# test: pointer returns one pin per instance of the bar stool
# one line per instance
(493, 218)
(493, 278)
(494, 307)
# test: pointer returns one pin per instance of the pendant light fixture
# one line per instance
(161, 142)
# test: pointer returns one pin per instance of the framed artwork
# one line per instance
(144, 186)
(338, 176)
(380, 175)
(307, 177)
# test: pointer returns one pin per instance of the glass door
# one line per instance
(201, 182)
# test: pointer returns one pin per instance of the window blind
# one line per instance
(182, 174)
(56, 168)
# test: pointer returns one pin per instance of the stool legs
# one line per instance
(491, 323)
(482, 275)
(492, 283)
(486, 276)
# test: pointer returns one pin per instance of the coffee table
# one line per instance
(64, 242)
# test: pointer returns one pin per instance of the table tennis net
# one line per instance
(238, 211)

• **What to do**: Starting with the first line of the entries and ending with the line that has "# test: pointer returns one pin per instance of the glass", copy each line exactly and add nothing.

• **Output**:
# test: pointer returns one pin per instance of the bar stool
# one line per instance
(493, 218)
(493, 278)
(494, 307)
# test: pointer returns one pin per instance of the pendant light fixture
# one line per instance
(161, 142)
# test: pointer returns one pin per instance of the framed artwork
# one line per instance
(144, 186)
(338, 176)
(380, 175)
(307, 177)
# test: pointer returns one pin per instance of the glass door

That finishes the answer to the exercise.